Dataset rows:
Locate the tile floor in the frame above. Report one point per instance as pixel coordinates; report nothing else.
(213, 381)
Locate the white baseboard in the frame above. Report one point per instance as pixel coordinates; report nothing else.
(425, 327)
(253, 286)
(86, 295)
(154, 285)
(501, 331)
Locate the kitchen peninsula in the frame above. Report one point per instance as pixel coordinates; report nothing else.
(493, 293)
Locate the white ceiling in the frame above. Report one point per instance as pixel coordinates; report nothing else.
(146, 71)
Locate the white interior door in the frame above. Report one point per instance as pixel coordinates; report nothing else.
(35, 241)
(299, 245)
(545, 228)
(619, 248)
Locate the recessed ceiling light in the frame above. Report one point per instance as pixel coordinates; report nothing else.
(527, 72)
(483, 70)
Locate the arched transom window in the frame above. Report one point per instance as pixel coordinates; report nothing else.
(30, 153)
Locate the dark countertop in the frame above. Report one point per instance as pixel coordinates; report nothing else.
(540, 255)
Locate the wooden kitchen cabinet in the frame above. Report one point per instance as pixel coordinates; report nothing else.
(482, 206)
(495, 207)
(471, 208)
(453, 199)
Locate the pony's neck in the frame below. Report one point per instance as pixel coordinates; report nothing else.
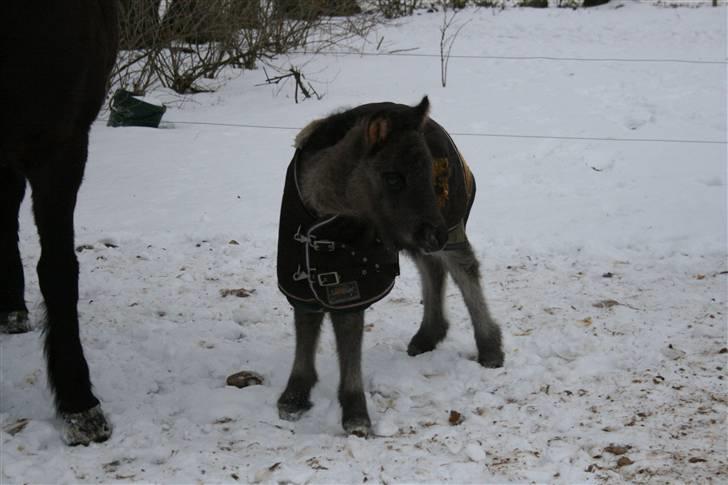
(327, 176)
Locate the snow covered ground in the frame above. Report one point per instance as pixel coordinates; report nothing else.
(604, 261)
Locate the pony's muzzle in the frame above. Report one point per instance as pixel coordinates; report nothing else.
(431, 238)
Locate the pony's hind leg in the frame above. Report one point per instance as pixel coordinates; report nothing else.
(295, 399)
(13, 312)
(55, 182)
(434, 324)
(464, 268)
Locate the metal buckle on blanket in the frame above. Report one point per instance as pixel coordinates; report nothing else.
(328, 279)
(323, 244)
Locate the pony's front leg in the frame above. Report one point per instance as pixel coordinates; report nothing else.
(464, 268)
(295, 399)
(349, 330)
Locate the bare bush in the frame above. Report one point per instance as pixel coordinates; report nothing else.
(398, 8)
(178, 43)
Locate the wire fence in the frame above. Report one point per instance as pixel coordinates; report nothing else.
(404, 53)
(517, 58)
(469, 134)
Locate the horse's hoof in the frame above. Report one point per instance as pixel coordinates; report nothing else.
(84, 427)
(293, 410)
(14, 322)
(360, 427)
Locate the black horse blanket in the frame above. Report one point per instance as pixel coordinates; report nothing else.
(336, 263)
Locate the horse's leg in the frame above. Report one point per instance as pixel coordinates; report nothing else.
(464, 268)
(55, 182)
(434, 324)
(13, 312)
(349, 329)
(295, 399)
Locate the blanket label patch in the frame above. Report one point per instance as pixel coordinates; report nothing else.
(342, 293)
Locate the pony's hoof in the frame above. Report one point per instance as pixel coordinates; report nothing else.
(14, 322)
(84, 427)
(360, 427)
(292, 411)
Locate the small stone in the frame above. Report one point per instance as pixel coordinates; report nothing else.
(624, 461)
(455, 418)
(244, 378)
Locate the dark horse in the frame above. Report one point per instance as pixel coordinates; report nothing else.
(364, 184)
(55, 59)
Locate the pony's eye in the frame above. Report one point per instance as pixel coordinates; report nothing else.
(394, 181)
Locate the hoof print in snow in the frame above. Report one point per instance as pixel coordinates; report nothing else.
(84, 427)
(617, 449)
(360, 427)
(239, 292)
(14, 322)
(244, 378)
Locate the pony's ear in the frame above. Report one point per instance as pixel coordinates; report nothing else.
(378, 130)
(421, 112)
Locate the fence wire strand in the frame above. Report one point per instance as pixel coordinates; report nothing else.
(471, 134)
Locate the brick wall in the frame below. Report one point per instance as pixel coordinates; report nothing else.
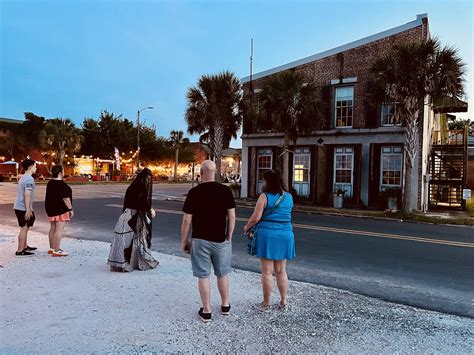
(355, 62)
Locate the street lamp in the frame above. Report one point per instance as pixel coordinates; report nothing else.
(138, 132)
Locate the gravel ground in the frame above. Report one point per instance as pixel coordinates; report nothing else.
(74, 304)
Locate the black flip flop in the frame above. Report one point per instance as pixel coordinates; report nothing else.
(24, 252)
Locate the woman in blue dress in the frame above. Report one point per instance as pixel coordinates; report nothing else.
(275, 240)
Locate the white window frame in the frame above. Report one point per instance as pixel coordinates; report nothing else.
(390, 151)
(385, 104)
(344, 151)
(336, 107)
(305, 151)
(267, 152)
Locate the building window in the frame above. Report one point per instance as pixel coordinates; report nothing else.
(301, 166)
(391, 167)
(344, 106)
(388, 117)
(264, 164)
(343, 169)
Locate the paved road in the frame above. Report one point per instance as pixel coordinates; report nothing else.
(417, 264)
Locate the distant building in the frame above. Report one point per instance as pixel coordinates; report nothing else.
(362, 150)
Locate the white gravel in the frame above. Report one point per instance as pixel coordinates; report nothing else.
(74, 304)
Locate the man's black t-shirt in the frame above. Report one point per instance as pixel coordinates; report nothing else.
(208, 203)
(56, 190)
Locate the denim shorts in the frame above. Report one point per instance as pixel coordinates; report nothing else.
(204, 253)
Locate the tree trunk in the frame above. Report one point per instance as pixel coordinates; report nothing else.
(285, 173)
(218, 148)
(176, 156)
(411, 152)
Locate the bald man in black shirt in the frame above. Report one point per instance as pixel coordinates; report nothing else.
(210, 208)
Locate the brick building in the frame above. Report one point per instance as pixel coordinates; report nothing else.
(356, 149)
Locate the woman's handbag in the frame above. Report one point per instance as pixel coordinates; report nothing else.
(252, 232)
(252, 240)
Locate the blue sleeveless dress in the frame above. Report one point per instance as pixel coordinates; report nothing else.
(275, 239)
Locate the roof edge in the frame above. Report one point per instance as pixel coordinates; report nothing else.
(360, 42)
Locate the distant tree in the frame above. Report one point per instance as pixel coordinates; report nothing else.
(460, 124)
(60, 136)
(409, 75)
(177, 141)
(29, 137)
(290, 104)
(214, 112)
(109, 131)
(8, 142)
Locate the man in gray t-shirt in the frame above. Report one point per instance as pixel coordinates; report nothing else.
(24, 206)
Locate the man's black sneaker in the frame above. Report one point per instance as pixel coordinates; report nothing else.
(205, 317)
(225, 310)
(24, 252)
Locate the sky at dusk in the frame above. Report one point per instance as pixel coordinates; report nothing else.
(74, 58)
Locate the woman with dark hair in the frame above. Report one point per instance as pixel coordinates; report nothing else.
(275, 242)
(131, 247)
(58, 205)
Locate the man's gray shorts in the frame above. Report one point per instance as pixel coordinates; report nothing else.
(204, 253)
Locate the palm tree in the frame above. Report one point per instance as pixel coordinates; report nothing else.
(292, 105)
(214, 112)
(412, 75)
(176, 141)
(60, 136)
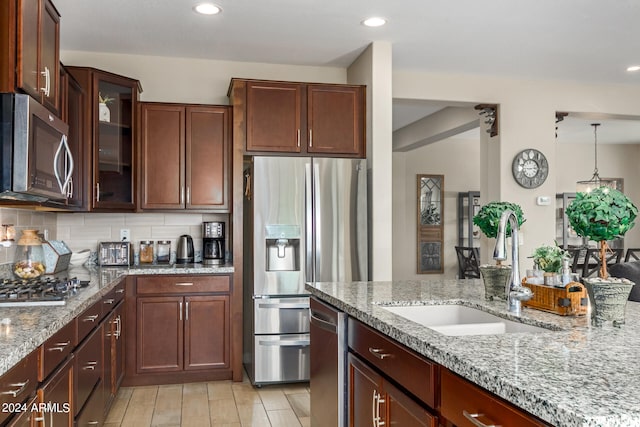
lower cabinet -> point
(181, 330)
(374, 401)
(55, 397)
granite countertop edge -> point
(550, 403)
(30, 327)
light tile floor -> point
(217, 403)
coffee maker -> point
(213, 243)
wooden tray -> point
(570, 300)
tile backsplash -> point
(85, 230)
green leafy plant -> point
(549, 258)
(104, 99)
(602, 214)
(488, 218)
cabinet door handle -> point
(90, 366)
(47, 81)
(60, 346)
(15, 393)
(474, 420)
(379, 353)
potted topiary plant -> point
(549, 259)
(604, 214)
(495, 277)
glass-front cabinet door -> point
(114, 104)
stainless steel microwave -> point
(37, 163)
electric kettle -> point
(184, 252)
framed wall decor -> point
(430, 221)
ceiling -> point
(578, 40)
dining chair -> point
(468, 262)
(592, 260)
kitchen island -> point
(573, 375)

To do:
Copy all of the material above word for word, and leave out the pictures.

Task result:
Locate the tile floor in the frame above. Report one point per instance as pixel coordinates; report nothing else.
(213, 381)
Locate the white baseboard in the frame above. Report one point per instance as pixel coordinates; report nothing else.
(425, 327)
(253, 286)
(86, 295)
(154, 285)
(501, 331)
Locate the kitchen peninsula in the frame above. Report one point per instance as pixel coordinates; report nothing else.
(493, 293)
Locate the white ceiling in the frame above. Report one point per instance as pixel coordinates; report nothing else.
(146, 71)
Locate the white interior door in the frame above. Report one point per instance as pixel coordinates; report nothing else.
(35, 241)
(299, 245)
(545, 228)
(619, 248)
Locate the recessed ceiling light in the frame above. Report one point per instance as pixel coordinates; report nothing else.
(527, 72)
(483, 70)
Locate the arched transom window in the frame above. Report one point per instance as pixel coordinates; report nothing else.
(30, 153)
Locate the dark countertop in the frame above. Report one point per instance as pixel coordinates; report nothing else.
(540, 255)
Locate the wooden kitchen cabinet in the frame above. Report one point per instance as pixel coordinates; report nothing else.
(482, 206)
(495, 207)
(471, 208)
(453, 199)
Locate the pony's neck in the frame below. Report one point per instance as pixel coordinates; report nothing else.
(327, 176)
Locate the snow covered ground in the frame above. Report one point per instance as pixel coordinates; report nothing else.
(604, 261)
Locate the pony's muzzle in the frame above. Report one point per instance as pixel coordinates; report nothing else.
(431, 238)
Locate the pony's hind leg in the frame above. Report one point per instance as pixel coordinates; report nothing else.
(295, 399)
(13, 312)
(55, 182)
(434, 324)
(464, 268)
Locate the metal buckle on blanket in the frame above. Report one point per instance as pixel coordinates; report nothing else.
(328, 279)
(323, 244)
Locate the pony's front leg in the frame above. Report one point per instance as pixel coordinates; report nothing else.
(464, 268)
(295, 399)
(349, 330)
Locate the bare bush in the frame above. Report one point per instance as pixel coordinates; report nothing else.
(398, 8)
(178, 43)
Locate the wire fence in the frame above. Report one point per instance as pixel coordinates; report nothing else.
(404, 53)
(517, 58)
(469, 134)
Locate the horse's hoof in the frame above. Report one point per instance as pixel coordinates; report nothing else.
(84, 427)
(293, 410)
(14, 322)
(360, 427)
Locate the black horse blanket in the frame above. Report one point per instance as pixel coordinates; report nothing else.
(336, 263)
Locate the horse's leg in the frame above. Report one point per instance as pixel coordinates; report nothing else.
(464, 268)
(55, 182)
(434, 324)
(13, 312)
(349, 329)
(295, 399)
Locate the blanket label patch in the frame above. Report one point per instance as pixel coordinates; report nothing else.
(342, 293)
Locate the pony's hoof in the frame above. Report one point per instance as pixel coordinates; report nothing else.
(14, 322)
(84, 427)
(360, 427)
(292, 411)
Locate the small stone in the frame above. Report one point per instance as pixel coordinates; report nothing else.
(624, 461)
(455, 418)
(244, 378)
Locate the dark horse in the frame above. Report one point per instance as pixel coordinates; report nothing else.
(364, 184)
(55, 59)
Locate the pony's eye in the frame above. Report one point per instance as pixel coordinates; report nothing else.
(394, 181)
Locate the hoof print in snow in the frame above. Report one point per instance as pixel coordinates; report nothing else.
(84, 427)
(617, 449)
(360, 427)
(239, 292)
(14, 322)
(244, 378)
Locate the pony's ear in the frame above. Report one point per instance as pixel coordinates; report nothing else.
(378, 130)
(421, 112)
Locate the fence wire strand in the frame above. Report one point per instance as pixel coordinates; report nothing else.
(471, 134)
Locate the brick wall in the frame below. Report one point per instance as pixel coordinates; report nothing else.
(355, 62)
Locate the street lamp in the frame above. Report one point per instance as pixel coordinates; report nothing else.
(138, 132)
Locate the gravel ground in the frame above. Report one point per instance as pixel coordinates; report nothing else.
(74, 304)
Locate the black flip flop in the frame above. Report one point per instance as pixel coordinates; report nothing else.
(24, 252)
Locate the woman in blue dress in the frame above. Report one point per instance as pixel coordinates; report nothing else.
(275, 240)
Locate the white window frame in the frame above. Report one point per instance as pixel coordinates; report nothing else.
(390, 151)
(385, 104)
(344, 151)
(336, 107)
(305, 151)
(267, 152)
Locate the building window in the frame above. Report one point per instance as pixel coordinates; report nothing else.
(301, 166)
(391, 167)
(344, 106)
(388, 117)
(264, 164)
(343, 169)
Locate the paved road in the frame above. Report one point per instance as pixel coordinates; report nothing else.
(417, 264)
Locate the distant building in the frame above. Report one point per instance as pixel coordinates; report nothing else.
(362, 150)
Locate the white gravel in the frame above. Report one point per instance as pixel coordinates; report nothing else.
(74, 304)
Locate the man's black t-shirt in the frame above. Report one point per instance as pixel coordinates; report nothing else.
(208, 203)
(56, 190)
Locate the denim shorts in the frame above. Report one point per instance as pixel coordinates; report nothing else.
(204, 253)
Locate the tree trunk in the frame above. Report one point per instance as pixel coordinates; report nothing else.
(285, 173)
(218, 148)
(176, 156)
(411, 152)
Locate the bald man in black shirt in the frame above. Report one point per instance as pixel coordinates; report nothing else.
(210, 208)
Locate the brick building in the frame above. Report one point per instance as pixel coordinates; report nothing else.
(356, 149)
Locate the woman's handbag in the frame above. Report one point per instance as pixel coordinates; report nothing else.
(252, 232)
(252, 240)
Locate the blue sleeveless dress in the frame above. Report one point per instance as pixel coordinates; report nothing else.
(275, 239)
Locate the roof edge in the frame above. Report one point per instance as pixel coordinates; report nothing else.
(360, 42)
Locate the distant tree in the frame above. Report one point per instance as pixel coordinates; report nothing else.
(460, 124)
(60, 136)
(409, 75)
(177, 141)
(29, 137)
(290, 104)
(214, 112)
(109, 131)
(8, 142)
Locate the man in gray t-shirt in the frame above. Report one point per instance as pixel coordinates; report nothing else.
(24, 206)
Locate the man's black sneaker in the frame above. Report one point per instance as pixel coordinates; report nothing else.
(205, 317)
(225, 310)
(24, 252)
Locate the sky at dusk in the frame above. Report one point per instance as pixel coordinates; report nothing else.
(74, 58)
Locate the woman with dark hair in the frame above. Report one point per instance as pixel coordinates; report nothing else.
(275, 242)
(131, 247)
(58, 205)
Locate the man's gray shorts in the frame above. Report one point per instance as pixel coordinates; report nothing else.
(204, 253)
Locate the palm tree in the frame above. Report one point per instance as pixel coordinates; report nothing else.
(292, 105)
(214, 112)
(412, 75)
(176, 141)
(60, 136)
lower cabinet -> point
(181, 330)
(374, 401)
(55, 397)
granite countertop edge -> point
(550, 403)
(30, 327)
light tile floor -> point
(217, 403)
coffee maker -> point
(213, 243)
wooden tray -> point
(570, 300)
tile backsplash -> point
(85, 230)
green leafy plant -> point
(549, 258)
(104, 99)
(602, 214)
(488, 218)
cabinet door handle -> point
(90, 366)
(47, 81)
(60, 346)
(15, 393)
(474, 420)
(379, 353)
potted topiary plant -> point
(549, 259)
(604, 214)
(495, 277)
glass-front cabinet door -> point
(114, 104)
stainless steel microwave -> point
(37, 163)
electric kettle -> point
(184, 252)
framed wall decor -> point
(430, 221)
ceiling -> point
(578, 40)
dining chair -> point
(468, 262)
(592, 260)
kitchen island -> point
(573, 375)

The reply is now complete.